- _OBJETIVOS_:
a. Reescreva em tópicos, de forma mais concisa, o parágrafo do trecho selecionado que começa com "Ted Hughes (1930-98) é mais conhecido", mantendo seus fatos principais.
b. Retome o texto sobre o livro infanto-juvenil de Ted Hughes a partir da última frase apresentada e dê-lhe continuidade.

- _TRECHO SELECIONADO_:
________

Livro infanto-juvenil do poeta trata da origem dos seres

Ted Hughes escreve sobre a gênese divina

CRÍTICO DA FOLHA

Ted Hughes (1930-98) é mais conhecido como poeta. Muitos o consideram o grande bardo inglês do século 20, o que talvez seja um exagero. Ele também é lembrado por seu trágico casamento com Sylvia Plath. Alguns crêem que foi o responsável pelo suicídio da escritora, o que é igualmente discutível. Entre o horto de Polínia e o de Tânatos, porém, Hughes cultivou um terreno mais discreto -o da literatura infanto-juvenil, tanto em verso quanto em prosa.

________

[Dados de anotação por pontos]

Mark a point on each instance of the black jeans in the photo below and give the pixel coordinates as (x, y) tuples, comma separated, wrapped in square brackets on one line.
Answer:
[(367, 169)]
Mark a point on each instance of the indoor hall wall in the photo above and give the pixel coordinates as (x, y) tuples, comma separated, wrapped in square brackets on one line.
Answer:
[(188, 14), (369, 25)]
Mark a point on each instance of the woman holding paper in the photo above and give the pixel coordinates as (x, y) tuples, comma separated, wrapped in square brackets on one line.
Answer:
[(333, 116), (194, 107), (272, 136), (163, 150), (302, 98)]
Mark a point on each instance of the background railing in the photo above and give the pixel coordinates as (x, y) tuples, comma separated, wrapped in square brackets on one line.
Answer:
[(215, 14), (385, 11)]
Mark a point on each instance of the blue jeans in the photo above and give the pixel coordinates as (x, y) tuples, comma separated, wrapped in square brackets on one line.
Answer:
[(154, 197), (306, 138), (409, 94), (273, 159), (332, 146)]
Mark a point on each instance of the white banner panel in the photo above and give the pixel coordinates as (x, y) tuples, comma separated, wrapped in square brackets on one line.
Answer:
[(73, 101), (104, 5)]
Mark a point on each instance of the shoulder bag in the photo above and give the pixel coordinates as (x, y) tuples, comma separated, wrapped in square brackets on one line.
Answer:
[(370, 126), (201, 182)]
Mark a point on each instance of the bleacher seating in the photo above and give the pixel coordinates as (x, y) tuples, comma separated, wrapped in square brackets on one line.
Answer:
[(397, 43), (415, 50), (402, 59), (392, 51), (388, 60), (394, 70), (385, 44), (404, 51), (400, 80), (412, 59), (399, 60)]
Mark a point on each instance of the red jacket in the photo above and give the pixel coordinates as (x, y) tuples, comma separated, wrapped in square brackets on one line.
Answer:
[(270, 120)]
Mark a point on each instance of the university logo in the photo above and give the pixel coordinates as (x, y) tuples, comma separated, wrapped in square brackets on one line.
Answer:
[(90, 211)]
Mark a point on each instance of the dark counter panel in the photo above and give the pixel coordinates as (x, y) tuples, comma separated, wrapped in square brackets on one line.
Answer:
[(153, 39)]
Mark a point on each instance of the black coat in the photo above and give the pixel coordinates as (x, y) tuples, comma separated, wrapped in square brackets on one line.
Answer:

________

- _RESPOSTAS EM SEQUÊNCIA_:
a.
- Ted Hughes (1930-98) é mais conhecido como poeta. Muitos o consideram o grande bardo inglês do século 20, o que talvez seja exagero.
- Também é lembrado pelo trágico casamento com Sylvia Plath. A crença de alguns de que ele foi responsável pelo suicídio da escritora é igualmente discutível.
- Dedicou-se ainda, de modo mais discreto, à literatura infanto-juvenil, em verso e em prosa.

b.
Um bom exemplo dessa seara é "O Caçador de Sonhos e Outros Contos da Criação", relatos em prosa sobre, como o título indica, a gênese divina. O Deus de Hughes é bastante peculiar. Irônico, temperamental, matreiro, Ele trabalha numa oficina forjando com o barro e na fornalha todas as coisas do mundo. Deus é um artífice não só por ser criador, mas sobretudo por ser operário do cosmo em construção.
Seus auxiliares são os anjos, mas também os demônios. Os primeiros elaboram a parte de dentro das coisas. Os segundos, a de fora. É claro que os demônios dão um bocado de trabalho ao Mestre. O demônio Goku moldou a cabeça do Homem num nabo. Deus deu-lhe uma mulher, Goka, mas os dois continuaram a aprontar com a Criação. Em castigo, Ele os fundiu num só pequeno ovo, que entregou ao pardal. Do ovo nasceu o cuco, que desde então põe seus ovos em ninhos alheios.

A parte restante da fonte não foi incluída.